> _Consignes de l'exercice_
1) Recopiez fidèlement le passage du texte sur le rapport de l'Unité anticollusion compris entre « En cela, le » et « la population elle-même. », ces deux passages inclus.
2) Répondez aux questions suivantes à partir du texte sur le rapport de l'Unité anticollusion :
(a) À quels médias le rapport a-t-il été coulé ?
(b) En quelle année le Parti libéral du Québec a-t-il pris le pouvoir ?
(c) Depuis quelle année une commission d'enquête publique est-elle réclamée ?
3) Poursuivez le texte sur le rapport de l'Unité anticollusion à partir de l'endroit où il s'arrête.

> _Texte fourni_
——
Jean Charest disait avoir les deux mains sur le volant, mais d’autres semblent avoir les leurs sur les coffres publics…
C’est ce que confirme ce rapport «secret» de l’Unité anticollusion du Québec coulé à Radio-Canada et à La Presse. Et heureusement qu’il le fut.
Encore une fois, le journalisme d’enquête informe les citoyens en lieu et place de leur propre gouvernement.
Et voilà que ce rapport vient documenter ce qui empoisonne l’air du temps politique au Québec depuis avril 2009: existence d’un univers clandestin; corruption et collusion dans l’industrie de la construction; domination de cartels; menaces et intimidation d’entrepreneurs honnêtes; infiltration par le crime organisé; firmes de génie-conseil par trop puissantes; stratagèmes concertés résultant en des dépassements de coûts majeurs; détournement de fonds publics dans les coffres de partis politiques (ce qu’on appelle le financement «occulte»); une fonction publique cannibalisée par le secteur privé pour cause de parti-pris idéologique du gouvernement pour ce dernier; trafic d’influence; laxisme au ministère des Transports, et tutti quanti.
http://www.radio-canada.ca/nouvelles/National/2011/09/14/003-unite-anticollusion-rapport.shtml
http://www.radio-canada.ca/nouvelles/Politique/2011/09/15/003-uac-rapport-gouvernement-quebec.shtml
Et comme ce sont des milliards de dollars en fonds publics dont on parle ici en infrastructures de toutes sortes prévues pour les prochaines années, c’est en fait au vol de leurs propres deniers que les Québécois, impuissants, assistent.
En cela, le scandale des commandites fait figure de théâtre amateur…
Des voleurs
Les coffres publics québécois prennent de plus en plus les airs d’une gargantuesque jarre à biscuits pour certains entrepreneurs cupides laissés à eux-mêmes par un gouvernement en apparence complaisant.
Pendant ce temps, les coffres du Parti libéral du Québec ont eux-mêmes doublé de volume depuis sa prise du pouvoir en 2003.
Non, non, non et non à une commission d’enquête publique
Le gouvernement Charest s’entête et s’entêtera encore à ne PAS tenir la commission d’enquête publique réclamée depuis 2009 par les partis d’opposition, les corps de police eux-mêmes, de nombreux groupes et surtout, par la population elle-même.
——
> _Contenu des données_
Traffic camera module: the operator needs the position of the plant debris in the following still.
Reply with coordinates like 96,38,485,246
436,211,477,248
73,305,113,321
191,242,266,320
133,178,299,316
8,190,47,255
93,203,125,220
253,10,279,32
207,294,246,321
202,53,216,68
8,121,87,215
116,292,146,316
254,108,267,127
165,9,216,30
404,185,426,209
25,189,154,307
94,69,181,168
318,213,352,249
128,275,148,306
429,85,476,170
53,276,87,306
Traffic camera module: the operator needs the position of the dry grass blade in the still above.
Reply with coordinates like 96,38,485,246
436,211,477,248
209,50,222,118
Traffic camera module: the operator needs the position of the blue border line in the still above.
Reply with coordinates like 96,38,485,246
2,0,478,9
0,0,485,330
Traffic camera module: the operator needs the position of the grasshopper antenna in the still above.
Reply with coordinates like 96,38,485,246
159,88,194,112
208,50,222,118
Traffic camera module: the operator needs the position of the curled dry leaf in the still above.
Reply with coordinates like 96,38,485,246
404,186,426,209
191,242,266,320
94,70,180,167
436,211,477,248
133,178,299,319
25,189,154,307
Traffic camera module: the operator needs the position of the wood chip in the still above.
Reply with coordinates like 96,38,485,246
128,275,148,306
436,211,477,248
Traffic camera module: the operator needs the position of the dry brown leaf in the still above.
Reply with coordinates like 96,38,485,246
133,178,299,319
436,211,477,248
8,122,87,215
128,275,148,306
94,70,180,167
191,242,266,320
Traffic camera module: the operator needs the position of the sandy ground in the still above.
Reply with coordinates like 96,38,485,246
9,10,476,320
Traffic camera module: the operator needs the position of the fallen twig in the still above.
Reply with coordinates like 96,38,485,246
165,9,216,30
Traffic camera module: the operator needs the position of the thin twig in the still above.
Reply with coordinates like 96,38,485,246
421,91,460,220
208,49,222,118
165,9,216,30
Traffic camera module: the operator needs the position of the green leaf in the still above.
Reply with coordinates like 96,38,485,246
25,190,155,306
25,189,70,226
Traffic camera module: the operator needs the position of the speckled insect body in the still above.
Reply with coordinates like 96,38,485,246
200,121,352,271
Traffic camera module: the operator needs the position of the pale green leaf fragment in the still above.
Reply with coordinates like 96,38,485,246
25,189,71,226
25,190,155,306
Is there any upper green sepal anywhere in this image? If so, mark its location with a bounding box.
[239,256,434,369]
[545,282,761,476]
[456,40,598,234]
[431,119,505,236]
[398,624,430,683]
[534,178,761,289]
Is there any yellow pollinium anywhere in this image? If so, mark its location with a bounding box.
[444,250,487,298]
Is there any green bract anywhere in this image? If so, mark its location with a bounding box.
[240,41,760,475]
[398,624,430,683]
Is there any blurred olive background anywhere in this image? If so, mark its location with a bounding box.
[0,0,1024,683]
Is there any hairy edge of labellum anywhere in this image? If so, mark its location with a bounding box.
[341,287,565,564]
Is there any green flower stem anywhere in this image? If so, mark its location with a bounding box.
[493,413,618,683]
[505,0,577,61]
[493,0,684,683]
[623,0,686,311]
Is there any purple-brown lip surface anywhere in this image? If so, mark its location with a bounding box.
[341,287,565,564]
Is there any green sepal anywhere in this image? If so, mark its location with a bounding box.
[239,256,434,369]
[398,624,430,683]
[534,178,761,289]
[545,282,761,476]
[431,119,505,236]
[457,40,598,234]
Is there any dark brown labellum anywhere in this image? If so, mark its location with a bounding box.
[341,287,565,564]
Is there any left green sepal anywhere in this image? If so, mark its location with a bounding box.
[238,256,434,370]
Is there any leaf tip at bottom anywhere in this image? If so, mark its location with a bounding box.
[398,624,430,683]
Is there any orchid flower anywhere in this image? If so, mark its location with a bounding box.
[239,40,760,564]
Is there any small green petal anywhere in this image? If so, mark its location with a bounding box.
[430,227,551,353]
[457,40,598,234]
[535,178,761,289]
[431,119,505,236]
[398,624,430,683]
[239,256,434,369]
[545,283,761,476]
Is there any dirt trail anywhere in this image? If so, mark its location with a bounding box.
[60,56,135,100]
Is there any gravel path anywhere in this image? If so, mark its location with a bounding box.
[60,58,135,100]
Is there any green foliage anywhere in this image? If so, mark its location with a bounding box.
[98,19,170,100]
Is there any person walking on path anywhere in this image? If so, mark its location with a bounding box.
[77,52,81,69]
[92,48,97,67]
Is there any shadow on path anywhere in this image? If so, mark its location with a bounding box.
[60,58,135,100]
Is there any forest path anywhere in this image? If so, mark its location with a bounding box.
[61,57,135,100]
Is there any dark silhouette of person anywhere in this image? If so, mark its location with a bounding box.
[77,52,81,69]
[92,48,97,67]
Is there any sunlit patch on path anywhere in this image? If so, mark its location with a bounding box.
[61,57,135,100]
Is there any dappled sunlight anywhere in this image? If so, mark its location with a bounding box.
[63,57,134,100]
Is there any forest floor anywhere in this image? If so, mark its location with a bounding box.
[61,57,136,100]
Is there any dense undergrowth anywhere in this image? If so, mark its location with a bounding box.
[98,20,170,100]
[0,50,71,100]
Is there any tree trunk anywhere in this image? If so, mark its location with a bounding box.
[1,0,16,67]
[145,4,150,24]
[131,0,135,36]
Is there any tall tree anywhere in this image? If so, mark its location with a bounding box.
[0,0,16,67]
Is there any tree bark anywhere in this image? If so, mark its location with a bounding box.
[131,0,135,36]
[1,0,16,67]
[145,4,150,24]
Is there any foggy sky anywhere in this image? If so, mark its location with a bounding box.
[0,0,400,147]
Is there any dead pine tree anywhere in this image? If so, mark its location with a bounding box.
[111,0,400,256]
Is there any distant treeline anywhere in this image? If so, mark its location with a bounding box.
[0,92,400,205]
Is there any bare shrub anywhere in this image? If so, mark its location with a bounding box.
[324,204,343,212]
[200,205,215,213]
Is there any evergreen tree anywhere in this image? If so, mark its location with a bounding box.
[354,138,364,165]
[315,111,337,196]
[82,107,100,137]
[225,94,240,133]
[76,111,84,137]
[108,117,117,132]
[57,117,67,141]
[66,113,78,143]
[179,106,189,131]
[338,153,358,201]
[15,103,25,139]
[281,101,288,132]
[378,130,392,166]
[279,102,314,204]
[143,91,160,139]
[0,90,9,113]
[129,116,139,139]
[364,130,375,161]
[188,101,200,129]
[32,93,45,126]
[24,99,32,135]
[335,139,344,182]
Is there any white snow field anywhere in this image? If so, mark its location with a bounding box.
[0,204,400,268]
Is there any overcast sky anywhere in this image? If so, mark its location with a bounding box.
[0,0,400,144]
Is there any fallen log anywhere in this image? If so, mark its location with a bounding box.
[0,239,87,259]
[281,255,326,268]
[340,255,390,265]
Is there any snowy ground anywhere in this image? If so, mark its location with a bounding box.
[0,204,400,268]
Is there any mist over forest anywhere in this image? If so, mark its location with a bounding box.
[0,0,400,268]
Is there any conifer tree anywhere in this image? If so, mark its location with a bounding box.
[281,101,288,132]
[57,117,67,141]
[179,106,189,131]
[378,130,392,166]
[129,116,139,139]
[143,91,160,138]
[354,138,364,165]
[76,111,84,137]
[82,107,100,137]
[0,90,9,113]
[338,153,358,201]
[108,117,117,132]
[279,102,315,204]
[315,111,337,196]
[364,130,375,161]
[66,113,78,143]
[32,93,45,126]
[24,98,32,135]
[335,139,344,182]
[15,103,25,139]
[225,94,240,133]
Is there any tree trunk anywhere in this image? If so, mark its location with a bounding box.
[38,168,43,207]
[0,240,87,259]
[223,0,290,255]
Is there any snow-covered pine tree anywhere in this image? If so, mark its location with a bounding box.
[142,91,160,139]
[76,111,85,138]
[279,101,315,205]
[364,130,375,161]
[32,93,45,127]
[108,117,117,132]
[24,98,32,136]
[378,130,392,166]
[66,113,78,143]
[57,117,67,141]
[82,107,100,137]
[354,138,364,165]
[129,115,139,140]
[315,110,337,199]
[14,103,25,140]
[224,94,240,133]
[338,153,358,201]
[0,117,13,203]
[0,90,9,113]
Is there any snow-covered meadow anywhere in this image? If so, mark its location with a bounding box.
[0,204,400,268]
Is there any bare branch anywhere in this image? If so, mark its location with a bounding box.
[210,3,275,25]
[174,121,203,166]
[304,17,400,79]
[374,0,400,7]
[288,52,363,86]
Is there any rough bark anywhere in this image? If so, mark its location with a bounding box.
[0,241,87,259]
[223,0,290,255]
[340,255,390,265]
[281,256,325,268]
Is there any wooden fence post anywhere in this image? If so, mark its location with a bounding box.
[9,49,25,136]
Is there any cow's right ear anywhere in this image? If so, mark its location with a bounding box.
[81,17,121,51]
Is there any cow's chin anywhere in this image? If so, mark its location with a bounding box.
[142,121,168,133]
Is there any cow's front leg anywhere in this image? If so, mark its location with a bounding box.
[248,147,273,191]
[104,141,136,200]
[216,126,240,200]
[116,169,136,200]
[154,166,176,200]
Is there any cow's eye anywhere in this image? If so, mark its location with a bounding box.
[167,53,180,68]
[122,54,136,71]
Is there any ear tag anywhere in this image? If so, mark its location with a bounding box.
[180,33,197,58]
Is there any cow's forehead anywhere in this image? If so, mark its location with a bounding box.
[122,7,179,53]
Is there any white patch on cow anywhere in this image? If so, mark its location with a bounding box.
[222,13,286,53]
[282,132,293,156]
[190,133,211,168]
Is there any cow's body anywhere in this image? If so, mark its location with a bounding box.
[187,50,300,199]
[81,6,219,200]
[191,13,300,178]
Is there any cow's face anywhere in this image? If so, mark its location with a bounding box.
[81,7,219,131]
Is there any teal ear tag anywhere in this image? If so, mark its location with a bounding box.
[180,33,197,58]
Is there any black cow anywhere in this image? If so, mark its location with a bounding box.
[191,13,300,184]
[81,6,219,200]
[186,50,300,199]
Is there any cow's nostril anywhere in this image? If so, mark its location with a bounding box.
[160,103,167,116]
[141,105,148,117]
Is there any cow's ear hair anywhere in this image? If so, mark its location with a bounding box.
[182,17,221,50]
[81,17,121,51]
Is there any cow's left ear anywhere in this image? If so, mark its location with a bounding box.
——
> _Réponses_
1)
En cela, le scandale des commandites fait figure de théâtre amateur…
Des voleurs
Les coffres publics québécois prennent de plus en plus les airs d’une gargantuesque jarre à biscuits pour certains entrepreneurs cupides laissés à eux-mêmes par un gouvernement en apparence complaisant.
Pendant ce temps, les coffres du Parti libéral du Québec ont eux-mêmes doublé de volume depuis sa prise du pouvoir en 2003.
Non, non, non et non à une commission d’enquête publique
Le gouvernement Charest s’entête et s’entêtera encore à ne PAS tenir la commission d’enquête publique réclamée depuis 2009 par les partis d’opposition, les corps de police eux-mêmes, de nombreux groupes et surtout, par la population elle-même.

2)
(a) À Radio-Canada et à La Presse.
(b) En 2003.
(c) Depuis 2009.

3)
Et pourtant, lorsque l’ex-ministre libéral Marc Bellemare avait traité Jean Charest de «menteur» et fait état d’un système de copinage installé jusqu’au bureau du premier ministre, M. Charest n’avait pas hésité un instant pour créer, à même les fonds publics, la commission Bastarache.
Comme quoi, laver sa réputation semble l’avoir mobilisé passablement plus que le nid de serpents de la construction et les milliards de dollars qui y sont en jeu.
Voici d’ailleurs en quels termes Me Bellemare a réagit à la nouvelle du contenu de ce rapport «secret»:
«Ça ne me surprend pas ces nouvelles informations. J’ai témoigné devant la Commission Bastarache d’échanges d’argent comptant, dont j’avais été témoin et dont j’avais informé M. Charest. Cet argent-là doit bien venir de quelque part, c’est assez évident que ça vient du milieu de la construction, qu’il y a de l’argent qui circule là et qui va aux partis politiques, au parti libéral », a réagi hier soir l’ex-ministre libéral au dévoilement d’un rapport secret de l’Unité anticollusion faisant état d’un lien direct entre l’industrie des travaux routiers au Québec et le financement occulte des partis politiques.»
Pour Me Bellemare, «le responsable de ce «gâchis inqualifiable» dans le secteur de la construction et du financement électoral, c’est Jean Charest. «C’est lui qui laisse pourrir la situation et qui se moque des Québécois en refusant de déclencher une enquête publique», ajoute l’avocat.» Source: http://www.droit-inc.com/article6272
Et donc, ce rapport de l’Unité anticollusion du Québec a beau exposer un problème devenu systémique, le gouvernement reste sur ses positions.
Quant au tout nouveau ministre des Transports – nommé par une bien drôle de coïncidence alors que le gouvernement aurait déjà eu ce rapport explosif entre les mains -, rejoue sans surprise la cassette du «on a posé plusieurs gestes» et la «police» fera le reste.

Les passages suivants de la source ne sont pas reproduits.